01 Intro

APRIL-ANN (A Pattern Recognizer In Lua with Artificial Neural Networks) is more than an ANNs toolkit. It is pattern recognizer project.

Simple Lua scripts could be implemented to run ANNs experiments. Some examples are below.

Inline help

Take note that APRIL-ANN offers an inline help with two basic commands:

april_help(...)
april_dir(...)
april_list(...)

The april_help(object) function takes an object (Lua table, function, userdata, ...) as a parameter and shows the corresponding help via standard output.

The april_dir(object) function takes an object as a parameter and shows the corresponding help via standard output. It is the same as april_help but a lot less verbose.

The april_list(table) function takes a table and shows its content using pairs function. It has nothing to do with inline help, but is useful in a lot of circumstances when developing scripts.

Play a little with it, so execute april_help(ann.components) and after april_help(ann.components.base) and see what happens ;)

If you want to access instance methods documentation, you have two ways:

Use the operator .. (that is, __concat metamethod) with a class table plus method name string:

> april_help(ann.components.base .. "forward")
method  Computes forward step with the given token

description: Computes forward step with the given token

parameters:
	                1 An input token (usually a matrix)
	                2 A boolean indicating if the forward is
                          during_training or not. This information is used by
                          ann.components.actf objects to apply dropout
                          during training, and to halve the activation during
                          validation (or test). It is [optional], by default
                          is false.

outputs:
	                1 An output token (usually a matrix)

Declare an instance of the class and execute april_help(obj):

> c = ann.components.base()
> april_help(c.forward)
method  Computes forward step with the given token

description: Computes forward step with the given token

parameters:
	                1 An input token (usually a matrix)
	                2 A boolean indicating if the forward is
                          during_training or not. This information is used by
                          ann.components.actf objects to apply dropout
                          during training, and to halve the activation during
                          validation (or test). It is [optional], by default
                          is false.

outputs:
	                1 An output token (usually a matrix)

Information given:
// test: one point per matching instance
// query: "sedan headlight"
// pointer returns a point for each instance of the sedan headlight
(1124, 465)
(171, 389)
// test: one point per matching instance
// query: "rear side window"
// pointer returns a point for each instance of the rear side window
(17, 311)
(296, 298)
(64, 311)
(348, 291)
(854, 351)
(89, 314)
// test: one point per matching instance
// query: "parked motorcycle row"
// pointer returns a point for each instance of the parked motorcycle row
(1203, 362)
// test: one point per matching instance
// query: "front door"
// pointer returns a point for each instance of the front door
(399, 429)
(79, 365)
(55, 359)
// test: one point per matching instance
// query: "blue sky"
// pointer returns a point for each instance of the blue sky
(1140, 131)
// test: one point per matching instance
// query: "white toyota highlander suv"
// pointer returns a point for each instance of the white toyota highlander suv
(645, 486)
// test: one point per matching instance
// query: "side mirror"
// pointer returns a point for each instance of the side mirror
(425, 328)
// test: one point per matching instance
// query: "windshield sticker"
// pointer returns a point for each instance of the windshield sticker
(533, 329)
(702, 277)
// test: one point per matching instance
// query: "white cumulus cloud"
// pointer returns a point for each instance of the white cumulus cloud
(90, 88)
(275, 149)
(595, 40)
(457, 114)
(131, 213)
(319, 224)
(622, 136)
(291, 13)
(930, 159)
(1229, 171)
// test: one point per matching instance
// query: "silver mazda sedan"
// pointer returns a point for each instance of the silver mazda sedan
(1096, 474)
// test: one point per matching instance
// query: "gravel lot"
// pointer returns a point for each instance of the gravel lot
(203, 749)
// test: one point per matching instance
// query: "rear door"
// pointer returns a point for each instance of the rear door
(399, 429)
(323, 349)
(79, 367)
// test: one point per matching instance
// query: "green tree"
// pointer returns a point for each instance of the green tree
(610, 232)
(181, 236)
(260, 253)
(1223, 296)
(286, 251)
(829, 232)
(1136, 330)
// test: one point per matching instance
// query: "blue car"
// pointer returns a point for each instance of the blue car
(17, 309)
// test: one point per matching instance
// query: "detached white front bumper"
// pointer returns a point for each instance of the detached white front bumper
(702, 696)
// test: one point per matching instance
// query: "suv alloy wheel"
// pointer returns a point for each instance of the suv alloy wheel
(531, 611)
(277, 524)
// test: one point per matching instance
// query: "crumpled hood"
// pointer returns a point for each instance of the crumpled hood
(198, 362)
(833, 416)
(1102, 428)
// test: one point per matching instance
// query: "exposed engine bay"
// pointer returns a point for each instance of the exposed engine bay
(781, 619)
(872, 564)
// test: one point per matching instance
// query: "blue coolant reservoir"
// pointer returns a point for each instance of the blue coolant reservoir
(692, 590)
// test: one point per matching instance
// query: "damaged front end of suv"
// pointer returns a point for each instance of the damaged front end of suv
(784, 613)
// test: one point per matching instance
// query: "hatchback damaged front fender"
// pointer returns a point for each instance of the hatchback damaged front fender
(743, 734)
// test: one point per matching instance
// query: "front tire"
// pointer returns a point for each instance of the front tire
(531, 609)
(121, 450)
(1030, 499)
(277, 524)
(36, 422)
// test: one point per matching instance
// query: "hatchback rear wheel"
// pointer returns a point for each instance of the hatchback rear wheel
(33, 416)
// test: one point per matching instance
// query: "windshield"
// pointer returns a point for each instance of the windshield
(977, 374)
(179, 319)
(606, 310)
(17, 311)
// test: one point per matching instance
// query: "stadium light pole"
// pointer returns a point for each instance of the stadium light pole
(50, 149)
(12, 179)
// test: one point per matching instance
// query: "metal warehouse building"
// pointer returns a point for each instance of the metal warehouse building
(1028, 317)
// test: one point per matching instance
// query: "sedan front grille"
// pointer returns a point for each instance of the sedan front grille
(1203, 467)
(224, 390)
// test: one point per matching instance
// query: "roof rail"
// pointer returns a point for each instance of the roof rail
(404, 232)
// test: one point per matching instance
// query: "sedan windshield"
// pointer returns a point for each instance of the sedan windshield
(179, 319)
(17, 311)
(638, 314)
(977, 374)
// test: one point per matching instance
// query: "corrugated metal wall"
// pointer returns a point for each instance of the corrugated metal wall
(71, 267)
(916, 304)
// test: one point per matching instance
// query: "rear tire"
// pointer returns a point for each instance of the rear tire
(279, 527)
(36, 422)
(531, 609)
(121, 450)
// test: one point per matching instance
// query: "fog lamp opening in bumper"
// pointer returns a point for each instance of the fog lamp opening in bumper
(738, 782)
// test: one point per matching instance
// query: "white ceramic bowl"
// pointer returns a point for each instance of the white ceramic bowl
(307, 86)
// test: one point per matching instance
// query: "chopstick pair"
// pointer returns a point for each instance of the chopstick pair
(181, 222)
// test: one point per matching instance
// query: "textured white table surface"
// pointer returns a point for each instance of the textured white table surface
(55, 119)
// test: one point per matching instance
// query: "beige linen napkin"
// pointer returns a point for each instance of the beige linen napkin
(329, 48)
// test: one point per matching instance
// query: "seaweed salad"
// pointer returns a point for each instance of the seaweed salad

Required work:
#1 Count the lines in the records that contain the string "tire", treating uppercase and lowercase as different, and give only the number.
#2 Continue the APRIL-ANN introduction from the point where it stops.

Exercise answers:
#1 4

#2
Auto-completion

APRIL-ANN incorporates an adaptation of [https://github.com/rrthomas/lua-rlcompleter](Lua rlcompleter module) for Lua 5.2, and for the APRIL-ANN object oriented implementation. It allows to auto-complete pathnames, global names, table fields, and object methods, by using the <tab> key.

> matrix.<tab><tab>
_NAME               dict                fromString          ...
_VERSION            fromFilename        fromTabFilename     ...
__sliding_window__  fromHEX             join                ...
as                  fromMMap            loadImage           ...
...                 ...                 ...
> matrix.fromTab<tab>
> matrix.fromTabFilename<tab><tab>
fromTabFilename
> matrix.fromTabFilename

Serialization

Almost any object can be serialized to a disk file, string or a stream using the function util.serialize(). Similarly, it can be deserialized using util.deserialize() function.

XOR problem

The code described here is at the repo path EXAMPLES/xor.lua. First, we need to create an ANN component object which will be trained:

thenet  = ann.mlp.all_all.generate("2 inputs 2 logistic 1 logistic")

The object thenet is a Multilayer Perceptron (MLP) with 2 inputs, a hidden layer with 2 neurons with logistic activation function, and 1 output neuron with logistic activation function. Some activation functions are available: logistic, tanh, linear, softmax, log_logistic, sin, softsign, softplus, .... (see april_help(ann.components.actf)).

Now, in order to do easy and fast development of scripts, a trainer helper wrapper can be used:

bunch_size=4
trainer = trainable.supervised_trainer(thenet, ann.loss.mse(1), bunch_size)

The trainer needs the ANN component, the loss function, and the bunch_size. Bunch size is the same as mini-batch size, it is used to train several patterns at the same time, increasing the speed of the experiment. Values between 32 and 64 are tipically used, but in this example onlt 4 is possible, so the XOR problem is composed by 4 patterns.

The next step is to build the component and randomize its weights:

trainer:build()
trainer:randomize_weights{
  random     =  random(1234),
  inf        = -0.1,
  sup        =  0.1 }

The weights will be initialized uniformly in the range [inf, sup], using the given random object with 1234 as random seed. It is also possible to indicate if you want to initialize weights.

The components has several learning parameters which needs to be configured:

trainer:set_option("learning_rate", 1.0)
trainer:set_option("momentum",      0.5)
trainer:set_layerwise_option("w.*", "weight_decay",  1e-05)

Data to train the ANN is defined using matrix and dataset objects. It is possible to build XOR problem on a matrix and use it as training datasets:

m_xor = matrix.fromString[[
    4 3
    ascii
    0 0 0
    0 1 1
    1 0 1
    1 1 0
]]
ds_input  = dataset.matrix(m_xor, {patternSize={1,2}})
ds_output = dataset.matrix(m_xor, {offset={0,2}, patternSize={1,1}})

The variable m_xor is a matrix object, loaded from the given string. ds_input is a dataset.matrix object, which traverses the matrix by rows, computing a sliding window of patternSize={1,2}. The desired output of the ANN is another dataset.matrix, but in this case computing the sliding window with size (1,1) and skipping the first two columns offset={0,2}.

Finally, we need to train the ANN:

for i=1,10000 do
  local error = trainer:train_dataset{ input_dataset  = ds_input,
                                       output_dataset = ds_output }
  print(i, error)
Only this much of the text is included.